Sabitfikir
Künye | Yazarlar | Giriş Yap

Dosya


Dosya

Victor Hugo hakkında az bilinen şeyler




Toplam oy: 1089

Romantizm akımının en tanınmış yazarlarından biridir Victor Hugo. Daha ilk romanı olan Notre Dame'ın Kamburu ile ortaya koyar edebiyat alanındaki yetkinliğini ki bu roman ona dünya çapında bir şöhret de getirmiştir. Müzikallerden sinema filmlerine kadar birçok farklı görünüme giren Notre Dame'ın Kamburu, Disney animasyon stüdyosu tarafından çizgi filme dahi uyarlanmıştır. Yine de Victor Hugo'ya asıl ününü getiren ve adını edebiyat tarihine kazıyan eseri Sefiller olmuştur.

 

Peki edebiyat tarihinin en önemli isimlerinden olan Victor Hugo'yu gerçekte ne kadar tanıyoruz? İşte Victor Hugo hakkında az bilinenler...
=-=-=
§ **Görev tanımı**:
Yukarıdaki Victor Hugo metnine göre aşağıdaki ifadelerin her biri metinle uyuşuyor mu? Her birine evet ya da hayır diye yanıt verin ve kararı belirleyen sözleri metinden aynen aktarın.
(a) Notre Dame'ın Kamburu, Disney tarafından çizgi filme uyarlanmıştır.
(b) Victor Hugo'ya asıl ününü getiren eser Notre Dame'ın Kamburu'dur.
(c) Victor Hugo, Romantizm akımının yazarlarından biridir.

§ **Gösterilen malzeme**:
=-=-=
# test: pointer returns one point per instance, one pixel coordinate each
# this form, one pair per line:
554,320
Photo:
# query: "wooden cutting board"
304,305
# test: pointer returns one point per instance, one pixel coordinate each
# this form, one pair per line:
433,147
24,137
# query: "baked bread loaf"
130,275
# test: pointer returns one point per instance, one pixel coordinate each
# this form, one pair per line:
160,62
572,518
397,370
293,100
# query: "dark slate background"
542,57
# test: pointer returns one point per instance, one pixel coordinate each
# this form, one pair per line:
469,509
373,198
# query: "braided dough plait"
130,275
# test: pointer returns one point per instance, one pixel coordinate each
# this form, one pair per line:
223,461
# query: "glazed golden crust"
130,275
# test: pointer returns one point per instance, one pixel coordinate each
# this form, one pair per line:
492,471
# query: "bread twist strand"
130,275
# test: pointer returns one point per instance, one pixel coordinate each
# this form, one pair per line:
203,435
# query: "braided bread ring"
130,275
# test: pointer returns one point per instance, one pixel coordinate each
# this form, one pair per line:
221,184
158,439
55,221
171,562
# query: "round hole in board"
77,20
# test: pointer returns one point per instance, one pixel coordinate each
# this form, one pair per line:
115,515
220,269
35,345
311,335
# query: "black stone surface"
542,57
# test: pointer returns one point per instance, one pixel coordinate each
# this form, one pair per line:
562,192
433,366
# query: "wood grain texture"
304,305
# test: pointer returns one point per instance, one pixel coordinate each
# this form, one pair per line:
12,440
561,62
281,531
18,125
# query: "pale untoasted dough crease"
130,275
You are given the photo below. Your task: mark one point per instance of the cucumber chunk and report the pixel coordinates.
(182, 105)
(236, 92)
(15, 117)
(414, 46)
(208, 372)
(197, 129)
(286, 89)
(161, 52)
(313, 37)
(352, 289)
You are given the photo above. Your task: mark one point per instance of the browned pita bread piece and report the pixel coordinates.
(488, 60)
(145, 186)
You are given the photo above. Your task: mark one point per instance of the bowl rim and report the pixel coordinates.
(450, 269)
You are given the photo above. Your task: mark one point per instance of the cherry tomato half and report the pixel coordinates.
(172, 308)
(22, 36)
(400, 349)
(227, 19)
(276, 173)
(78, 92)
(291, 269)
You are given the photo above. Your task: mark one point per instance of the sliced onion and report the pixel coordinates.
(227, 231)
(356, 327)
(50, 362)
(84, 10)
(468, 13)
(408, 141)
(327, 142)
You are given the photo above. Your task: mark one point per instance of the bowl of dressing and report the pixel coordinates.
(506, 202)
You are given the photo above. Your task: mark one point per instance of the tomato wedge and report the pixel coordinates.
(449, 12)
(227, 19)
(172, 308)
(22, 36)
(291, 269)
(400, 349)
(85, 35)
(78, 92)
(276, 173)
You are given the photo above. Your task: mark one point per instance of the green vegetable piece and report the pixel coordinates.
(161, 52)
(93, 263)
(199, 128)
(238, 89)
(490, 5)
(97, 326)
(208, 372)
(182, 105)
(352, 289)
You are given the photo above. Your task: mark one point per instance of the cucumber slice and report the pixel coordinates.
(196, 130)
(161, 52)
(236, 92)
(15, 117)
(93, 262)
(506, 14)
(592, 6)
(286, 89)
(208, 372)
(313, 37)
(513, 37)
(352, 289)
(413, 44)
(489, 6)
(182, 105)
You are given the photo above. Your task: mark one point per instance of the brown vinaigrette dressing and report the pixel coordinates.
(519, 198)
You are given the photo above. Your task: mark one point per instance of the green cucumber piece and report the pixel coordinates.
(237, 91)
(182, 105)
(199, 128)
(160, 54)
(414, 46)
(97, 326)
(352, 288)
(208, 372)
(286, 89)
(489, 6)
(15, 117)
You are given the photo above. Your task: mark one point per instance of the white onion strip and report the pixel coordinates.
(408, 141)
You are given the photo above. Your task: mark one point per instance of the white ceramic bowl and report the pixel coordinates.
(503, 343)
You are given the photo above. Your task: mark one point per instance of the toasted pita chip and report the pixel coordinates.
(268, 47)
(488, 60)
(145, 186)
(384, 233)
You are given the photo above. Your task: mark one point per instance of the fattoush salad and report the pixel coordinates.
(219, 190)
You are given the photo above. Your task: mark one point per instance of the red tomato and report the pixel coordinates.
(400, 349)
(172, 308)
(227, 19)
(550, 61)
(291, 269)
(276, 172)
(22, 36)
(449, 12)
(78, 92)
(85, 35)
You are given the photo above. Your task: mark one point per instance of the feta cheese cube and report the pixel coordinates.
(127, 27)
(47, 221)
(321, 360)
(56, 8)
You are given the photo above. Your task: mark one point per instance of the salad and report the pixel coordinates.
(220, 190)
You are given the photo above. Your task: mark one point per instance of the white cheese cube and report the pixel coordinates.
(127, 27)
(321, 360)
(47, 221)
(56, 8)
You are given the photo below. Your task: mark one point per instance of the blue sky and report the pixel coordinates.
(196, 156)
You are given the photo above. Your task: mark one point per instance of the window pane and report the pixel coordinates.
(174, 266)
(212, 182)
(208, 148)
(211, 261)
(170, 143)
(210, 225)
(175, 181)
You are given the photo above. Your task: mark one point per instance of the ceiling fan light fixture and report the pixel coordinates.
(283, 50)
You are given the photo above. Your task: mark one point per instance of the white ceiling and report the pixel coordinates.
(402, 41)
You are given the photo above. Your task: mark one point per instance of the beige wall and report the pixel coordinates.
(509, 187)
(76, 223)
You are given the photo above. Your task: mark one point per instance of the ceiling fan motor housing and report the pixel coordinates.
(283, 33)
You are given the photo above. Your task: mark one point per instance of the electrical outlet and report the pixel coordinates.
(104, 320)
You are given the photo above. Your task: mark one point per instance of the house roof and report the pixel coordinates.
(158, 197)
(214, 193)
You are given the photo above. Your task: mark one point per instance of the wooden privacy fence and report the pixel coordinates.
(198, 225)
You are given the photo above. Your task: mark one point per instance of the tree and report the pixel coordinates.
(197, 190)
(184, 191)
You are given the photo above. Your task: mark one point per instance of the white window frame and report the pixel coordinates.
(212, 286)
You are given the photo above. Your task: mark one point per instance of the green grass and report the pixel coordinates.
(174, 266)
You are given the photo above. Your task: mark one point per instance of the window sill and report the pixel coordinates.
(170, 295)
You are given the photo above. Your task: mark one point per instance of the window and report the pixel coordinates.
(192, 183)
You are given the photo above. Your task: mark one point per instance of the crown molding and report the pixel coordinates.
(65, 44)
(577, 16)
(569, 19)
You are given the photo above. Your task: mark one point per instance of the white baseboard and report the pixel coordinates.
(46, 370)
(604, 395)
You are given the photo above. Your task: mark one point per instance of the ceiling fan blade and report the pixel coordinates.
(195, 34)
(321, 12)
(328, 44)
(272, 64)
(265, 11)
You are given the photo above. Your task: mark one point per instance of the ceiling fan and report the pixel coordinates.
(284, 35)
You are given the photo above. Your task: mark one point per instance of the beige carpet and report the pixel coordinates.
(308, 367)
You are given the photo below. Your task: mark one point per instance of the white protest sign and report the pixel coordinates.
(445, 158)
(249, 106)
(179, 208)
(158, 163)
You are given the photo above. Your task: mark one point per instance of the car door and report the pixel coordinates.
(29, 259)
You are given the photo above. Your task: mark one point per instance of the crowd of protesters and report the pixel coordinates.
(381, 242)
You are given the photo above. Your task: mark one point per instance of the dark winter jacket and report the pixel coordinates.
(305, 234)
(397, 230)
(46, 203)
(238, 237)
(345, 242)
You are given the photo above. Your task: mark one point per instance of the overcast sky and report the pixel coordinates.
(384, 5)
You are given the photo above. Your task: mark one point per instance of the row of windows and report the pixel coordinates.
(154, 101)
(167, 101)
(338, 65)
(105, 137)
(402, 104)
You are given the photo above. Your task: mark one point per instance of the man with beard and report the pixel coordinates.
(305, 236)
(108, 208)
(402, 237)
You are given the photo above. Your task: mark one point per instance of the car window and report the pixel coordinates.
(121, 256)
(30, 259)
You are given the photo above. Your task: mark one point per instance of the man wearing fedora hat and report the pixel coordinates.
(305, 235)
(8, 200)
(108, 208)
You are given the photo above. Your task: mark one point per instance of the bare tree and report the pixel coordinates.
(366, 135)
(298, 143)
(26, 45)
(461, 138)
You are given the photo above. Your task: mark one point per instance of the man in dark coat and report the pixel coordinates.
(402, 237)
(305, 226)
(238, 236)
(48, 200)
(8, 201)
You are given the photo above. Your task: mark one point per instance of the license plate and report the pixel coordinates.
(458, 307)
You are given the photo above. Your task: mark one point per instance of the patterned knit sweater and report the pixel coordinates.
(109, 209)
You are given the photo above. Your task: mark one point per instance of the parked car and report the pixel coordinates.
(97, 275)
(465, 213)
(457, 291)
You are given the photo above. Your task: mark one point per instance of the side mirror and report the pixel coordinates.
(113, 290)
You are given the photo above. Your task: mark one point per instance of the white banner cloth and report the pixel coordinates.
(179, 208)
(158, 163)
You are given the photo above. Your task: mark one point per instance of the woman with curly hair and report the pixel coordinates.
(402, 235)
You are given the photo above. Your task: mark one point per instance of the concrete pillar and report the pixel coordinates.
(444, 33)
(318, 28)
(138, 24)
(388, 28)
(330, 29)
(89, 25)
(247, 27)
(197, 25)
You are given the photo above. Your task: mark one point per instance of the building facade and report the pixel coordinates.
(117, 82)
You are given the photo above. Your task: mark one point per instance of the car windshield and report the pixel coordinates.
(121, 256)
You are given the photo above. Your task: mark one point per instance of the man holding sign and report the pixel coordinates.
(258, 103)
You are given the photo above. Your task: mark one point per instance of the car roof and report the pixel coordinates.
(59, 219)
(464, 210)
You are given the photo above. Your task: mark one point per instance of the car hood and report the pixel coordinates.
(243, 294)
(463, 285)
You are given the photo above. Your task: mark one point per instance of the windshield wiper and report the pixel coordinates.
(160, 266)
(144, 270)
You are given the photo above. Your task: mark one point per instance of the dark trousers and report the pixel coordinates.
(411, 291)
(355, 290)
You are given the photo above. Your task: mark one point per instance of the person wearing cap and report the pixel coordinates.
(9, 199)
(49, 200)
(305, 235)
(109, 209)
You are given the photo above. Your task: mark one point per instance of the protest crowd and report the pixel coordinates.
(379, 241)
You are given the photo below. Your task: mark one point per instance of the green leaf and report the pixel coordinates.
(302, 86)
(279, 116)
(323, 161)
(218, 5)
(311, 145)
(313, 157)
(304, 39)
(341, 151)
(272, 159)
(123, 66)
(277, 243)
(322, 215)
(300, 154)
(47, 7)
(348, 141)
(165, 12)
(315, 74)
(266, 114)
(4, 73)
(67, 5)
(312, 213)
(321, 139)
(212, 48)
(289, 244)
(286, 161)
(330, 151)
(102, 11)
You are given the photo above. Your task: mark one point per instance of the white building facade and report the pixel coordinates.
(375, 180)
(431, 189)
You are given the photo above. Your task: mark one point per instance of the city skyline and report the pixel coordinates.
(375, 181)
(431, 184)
=-=-=
§ **Alıştırma çıktısı**:
(a) Evet: "Disney animasyon stüdyosu tarafından çizgi filme dahi uyarlanmıştır"
(b) Hayır: "Victor Hugo'ya asıl ününü getiren ve adını edebiyat tarihine kazıyan eseri Sefiller olmuştur"
(c) Evet: "Romantizm akımının en tanınmış yazarlarından biridir Victor Hugo"